(Registros de indicação de objetos em fotos)
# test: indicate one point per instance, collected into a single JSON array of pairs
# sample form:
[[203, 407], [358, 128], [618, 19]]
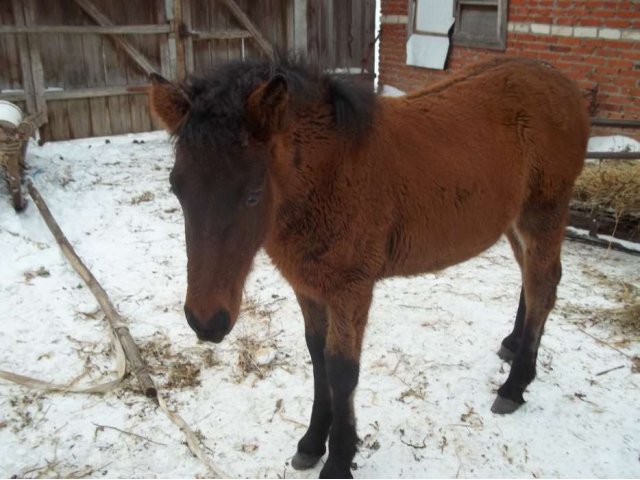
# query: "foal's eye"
[[253, 198]]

INSTRUÇÕES DO EXERCÍCIO:
Devolva todas as linhas dos registros que contêm a palavra "JSON". Leve em conta a diferença entre maiúsculas e minúsculas.

TAREFA CONCLUÍDA:
# test: indicate one point per instance, collected into a single JSON array of pairs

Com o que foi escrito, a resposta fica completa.